__WORK INSTRUCTION__. Reproduce the records below exactly as they appear.

__GIVEN INFORMATION__.
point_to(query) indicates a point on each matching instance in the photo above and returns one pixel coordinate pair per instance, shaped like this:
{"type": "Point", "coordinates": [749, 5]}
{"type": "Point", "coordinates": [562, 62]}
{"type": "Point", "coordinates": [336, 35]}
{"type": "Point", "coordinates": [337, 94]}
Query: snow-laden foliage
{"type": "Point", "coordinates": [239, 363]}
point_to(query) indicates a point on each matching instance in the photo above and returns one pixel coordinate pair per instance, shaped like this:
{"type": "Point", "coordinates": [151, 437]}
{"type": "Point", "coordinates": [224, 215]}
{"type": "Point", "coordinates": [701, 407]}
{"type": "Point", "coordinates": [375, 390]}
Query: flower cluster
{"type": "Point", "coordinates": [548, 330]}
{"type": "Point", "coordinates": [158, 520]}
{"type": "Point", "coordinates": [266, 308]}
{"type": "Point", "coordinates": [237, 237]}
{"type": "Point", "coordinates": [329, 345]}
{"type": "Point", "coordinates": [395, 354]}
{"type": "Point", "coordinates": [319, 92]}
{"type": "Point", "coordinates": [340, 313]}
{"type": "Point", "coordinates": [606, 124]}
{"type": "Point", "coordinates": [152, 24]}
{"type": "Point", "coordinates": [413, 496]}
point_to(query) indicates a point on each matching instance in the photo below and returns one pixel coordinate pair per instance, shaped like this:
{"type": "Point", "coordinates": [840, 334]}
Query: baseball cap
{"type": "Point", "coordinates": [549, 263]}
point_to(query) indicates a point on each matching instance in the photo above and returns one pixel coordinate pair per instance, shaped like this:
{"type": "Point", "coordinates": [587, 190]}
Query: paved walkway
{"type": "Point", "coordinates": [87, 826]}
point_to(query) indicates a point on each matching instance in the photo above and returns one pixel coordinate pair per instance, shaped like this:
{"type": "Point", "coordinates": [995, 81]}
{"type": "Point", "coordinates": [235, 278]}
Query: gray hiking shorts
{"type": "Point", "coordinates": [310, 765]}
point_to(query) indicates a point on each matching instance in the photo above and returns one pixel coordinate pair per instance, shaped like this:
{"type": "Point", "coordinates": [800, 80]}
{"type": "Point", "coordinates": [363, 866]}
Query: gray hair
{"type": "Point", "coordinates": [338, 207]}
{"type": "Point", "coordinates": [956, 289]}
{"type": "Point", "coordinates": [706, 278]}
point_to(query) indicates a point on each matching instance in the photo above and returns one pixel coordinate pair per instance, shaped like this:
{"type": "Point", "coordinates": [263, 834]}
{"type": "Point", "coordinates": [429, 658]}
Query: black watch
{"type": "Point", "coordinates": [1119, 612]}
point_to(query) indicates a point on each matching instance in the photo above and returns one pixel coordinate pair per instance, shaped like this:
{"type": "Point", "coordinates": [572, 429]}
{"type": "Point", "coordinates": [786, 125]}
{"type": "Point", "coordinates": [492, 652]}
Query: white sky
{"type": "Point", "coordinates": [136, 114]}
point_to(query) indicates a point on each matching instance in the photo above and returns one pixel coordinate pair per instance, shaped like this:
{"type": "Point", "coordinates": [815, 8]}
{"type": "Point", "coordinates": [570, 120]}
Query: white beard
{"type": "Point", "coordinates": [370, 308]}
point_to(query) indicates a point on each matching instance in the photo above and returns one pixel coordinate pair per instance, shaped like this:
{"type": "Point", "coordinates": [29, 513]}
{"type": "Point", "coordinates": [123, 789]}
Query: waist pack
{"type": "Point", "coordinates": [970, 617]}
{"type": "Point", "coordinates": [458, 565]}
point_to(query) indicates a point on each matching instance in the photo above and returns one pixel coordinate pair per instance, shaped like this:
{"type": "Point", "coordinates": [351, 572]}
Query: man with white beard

__RESULT OF THE TASK__.
point_to(query) indicates a point on each matching instance in the photo above and returns one pixel coordinate pair per instance, shaped like this:
{"type": "Point", "coordinates": [749, 5]}
{"type": "Point", "coordinates": [562, 62]}
{"type": "Point", "coordinates": [336, 35]}
{"type": "Point", "coordinates": [337, 94]}
Query: snow-laden foliage
{"type": "Point", "coordinates": [239, 363]}
point_to(query) indicates a point on each matching instance in the photo above and returns one pixel coordinate pair per instance, shaped like this:
{"type": "Point", "coordinates": [151, 437]}
{"type": "Point", "coordinates": [224, 215]}
{"type": "Point", "coordinates": [701, 407]}
{"type": "Point", "coordinates": [375, 390]}
Query: flower cluster
{"type": "Point", "coordinates": [548, 330]}
{"type": "Point", "coordinates": [158, 520]}
{"type": "Point", "coordinates": [266, 308]}
{"type": "Point", "coordinates": [237, 237]}
{"type": "Point", "coordinates": [329, 345]}
{"type": "Point", "coordinates": [395, 354]}
{"type": "Point", "coordinates": [319, 92]}
{"type": "Point", "coordinates": [340, 313]}
{"type": "Point", "coordinates": [606, 124]}
{"type": "Point", "coordinates": [152, 24]}
{"type": "Point", "coordinates": [413, 496]}
point_to(query) indicates a point on each matching instance in the photo below and returns one pixel coordinate pair per instance, shaped like this:
{"type": "Point", "coordinates": [840, 334]}
Query: baseball cap
{"type": "Point", "coordinates": [549, 263]}
point_to(query) indicates a point on each matching instance in the photo above and returns one pixel coordinate pair per instance, shaped like this:
{"type": "Point", "coordinates": [587, 190]}
Query: paved walkway
{"type": "Point", "coordinates": [87, 826]}
point_to(query) indicates a point on each matching instance in the photo above and returns one pixel coordinate pair per instance, shaped like this:
{"type": "Point", "coordinates": [995, 81]}
{"type": "Point", "coordinates": [235, 278]}
Query: gray hiking shorts
{"type": "Point", "coordinates": [310, 765]}
point_to(query) indicates a point on each matching instance in the photo above and returns one pixel coordinate pair per instance, shaped like this:
{"type": "Point", "coordinates": [800, 80]}
{"type": "Point", "coordinates": [363, 866]}
Query: gray hair
{"type": "Point", "coordinates": [338, 207]}
{"type": "Point", "coordinates": [956, 289]}
{"type": "Point", "coordinates": [706, 278]}
point_to(query) indicates a point on each matching instance in the photo above and returns one pixel coordinate pair per instance, shaped like this:
{"type": "Point", "coordinates": [263, 834]}
{"type": "Point", "coordinates": [429, 658]}
Query: black watch
{"type": "Point", "coordinates": [1119, 612]}
point_to(query) indicates a point on each matching instance in the photo above and returns one pixel coordinate pair per instance, shaped like this:
{"type": "Point", "coordinates": [572, 429]}
{"type": "Point", "coordinates": [786, 125]}
{"type": "Point", "coordinates": [492, 652]}
Query: white sky
{"type": "Point", "coordinates": [136, 114]}
point_to(query) indicates a point on each matching instance in the photo above and returns one pixel coordinate pair per instance, shaped like this:
{"type": "Point", "coordinates": [815, 8]}
{"type": "Point", "coordinates": [570, 120]}
Query: white beard
{"type": "Point", "coordinates": [370, 308]}
point_to(query) indicates a point on each matching instance in the photo above and returns one pixel coordinate pair per instance, shaped like this:
{"type": "Point", "coordinates": [29, 513]}
{"type": "Point", "coordinates": [123, 789]}
Query: waist pack
{"type": "Point", "coordinates": [970, 617]}
{"type": "Point", "coordinates": [458, 565]}
point_to(query) indicates a point on each matching instance in the photo above and returns one pixel coordinate pair per instance, shaped like this:
{"type": "Point", "coordinates": [351, 572]}
Query: man with white beard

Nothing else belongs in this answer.